Aim of the task
In the guide below on erasing yourself from the internet, within how many days is data usually removed after a Yahoo account is set for termination?

Fighting with Google may seem like an impossible task but they actually already have the tools to help you wipe unwanted results from the web. For example, if someone exposes your sensitive data, Google has a process in place to remove that information from search results.

On the other hand, you can always email the owner of the site and ask them to remove certain data. If you’re in the EU, you can use GDPR’s Article 17 (also known as the right to be forgotten) to force sites to take down personal information.

Deactivate your email accounts

This is one of the last steps in the process because you will need your email to complete the previous steps, especially when trying to delete accounts associated with your email address. However, it’s an essential stop on this journey, and should be relatively straight-forward.

Keep in mind that if you use Yahoo, you need to log into your account and set it for termination, which won’t happen right away. In most cases, the data will be removed within 180 days.

Click here for a full walk-through of how to delete your Gmail, and your Google Account as a whole (you’ll need to do both to remove information from Google completely).

How to avoid data collection in the future

Removing yourself from the internet completely only really works if you never use the internet again. Assuming that you don’t want to use this nuclear option, there’s still plenty you can do to limit how much of your data is shared and spread online.

  • Limit social media use: If privacy is your priority, social media is not your friend. The rise of biometric data scraping (some corporations build their facial recognition databases using images scraped from Facebook and Instagram) demonstrates that social media is a huge threat to personal privacy.
  • Use privacy-focused browsers: Google Chrome may be the biggest browser on the market, but it’s not the only option. Browsers like Brave and DuckDuckGo offer a more private browsing experience, blocking ads and trackers.
  • Use a VPN: A VPN encrypts your browsing data and masks your IP, so companies can’t spy on your data if you don’t want them to. While bad internet habits can still get you in trouble, a VPN goes a long way to keeping your internet activity private and secure.

Entries
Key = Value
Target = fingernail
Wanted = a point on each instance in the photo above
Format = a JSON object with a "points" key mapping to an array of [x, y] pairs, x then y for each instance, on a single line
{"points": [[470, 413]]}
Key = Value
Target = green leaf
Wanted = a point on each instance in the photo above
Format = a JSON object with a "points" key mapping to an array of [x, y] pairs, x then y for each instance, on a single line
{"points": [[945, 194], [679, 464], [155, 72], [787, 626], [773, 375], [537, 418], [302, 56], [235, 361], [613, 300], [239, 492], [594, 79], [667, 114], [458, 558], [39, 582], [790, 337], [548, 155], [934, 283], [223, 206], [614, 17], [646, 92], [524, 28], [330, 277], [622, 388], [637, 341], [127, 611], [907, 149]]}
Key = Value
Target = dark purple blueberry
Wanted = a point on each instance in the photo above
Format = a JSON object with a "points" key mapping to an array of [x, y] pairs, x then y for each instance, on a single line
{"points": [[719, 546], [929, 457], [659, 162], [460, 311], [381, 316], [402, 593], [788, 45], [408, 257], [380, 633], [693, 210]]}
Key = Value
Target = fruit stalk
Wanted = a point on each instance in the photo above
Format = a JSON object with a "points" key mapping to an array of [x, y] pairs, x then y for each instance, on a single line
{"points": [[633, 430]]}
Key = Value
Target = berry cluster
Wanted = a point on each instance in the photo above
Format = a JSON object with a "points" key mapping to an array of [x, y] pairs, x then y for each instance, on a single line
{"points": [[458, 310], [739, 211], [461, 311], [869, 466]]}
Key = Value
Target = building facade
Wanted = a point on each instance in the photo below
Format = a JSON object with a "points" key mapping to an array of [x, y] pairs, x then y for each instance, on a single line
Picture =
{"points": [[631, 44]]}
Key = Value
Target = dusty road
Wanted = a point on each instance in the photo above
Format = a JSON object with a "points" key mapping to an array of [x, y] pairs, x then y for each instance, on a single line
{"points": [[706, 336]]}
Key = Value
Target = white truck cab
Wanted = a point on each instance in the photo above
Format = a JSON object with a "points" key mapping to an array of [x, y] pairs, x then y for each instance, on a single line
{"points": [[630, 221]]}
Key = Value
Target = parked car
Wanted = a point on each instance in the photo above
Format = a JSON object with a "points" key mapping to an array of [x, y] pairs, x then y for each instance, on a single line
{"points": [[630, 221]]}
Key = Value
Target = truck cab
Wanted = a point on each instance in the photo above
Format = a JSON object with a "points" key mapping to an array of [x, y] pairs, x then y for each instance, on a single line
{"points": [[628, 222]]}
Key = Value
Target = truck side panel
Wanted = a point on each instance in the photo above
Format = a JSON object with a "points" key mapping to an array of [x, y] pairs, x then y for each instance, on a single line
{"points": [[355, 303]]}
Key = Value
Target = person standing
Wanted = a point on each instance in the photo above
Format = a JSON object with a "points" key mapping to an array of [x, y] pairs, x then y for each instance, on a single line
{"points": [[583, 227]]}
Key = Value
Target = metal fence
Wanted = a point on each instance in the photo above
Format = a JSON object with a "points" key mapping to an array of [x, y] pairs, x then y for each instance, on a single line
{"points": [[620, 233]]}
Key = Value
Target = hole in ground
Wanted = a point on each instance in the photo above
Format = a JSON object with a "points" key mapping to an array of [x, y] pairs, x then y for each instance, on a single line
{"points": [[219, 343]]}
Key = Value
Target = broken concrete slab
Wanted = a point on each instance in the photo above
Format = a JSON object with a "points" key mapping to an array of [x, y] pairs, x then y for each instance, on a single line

Correct output
In most cases, within 180 days.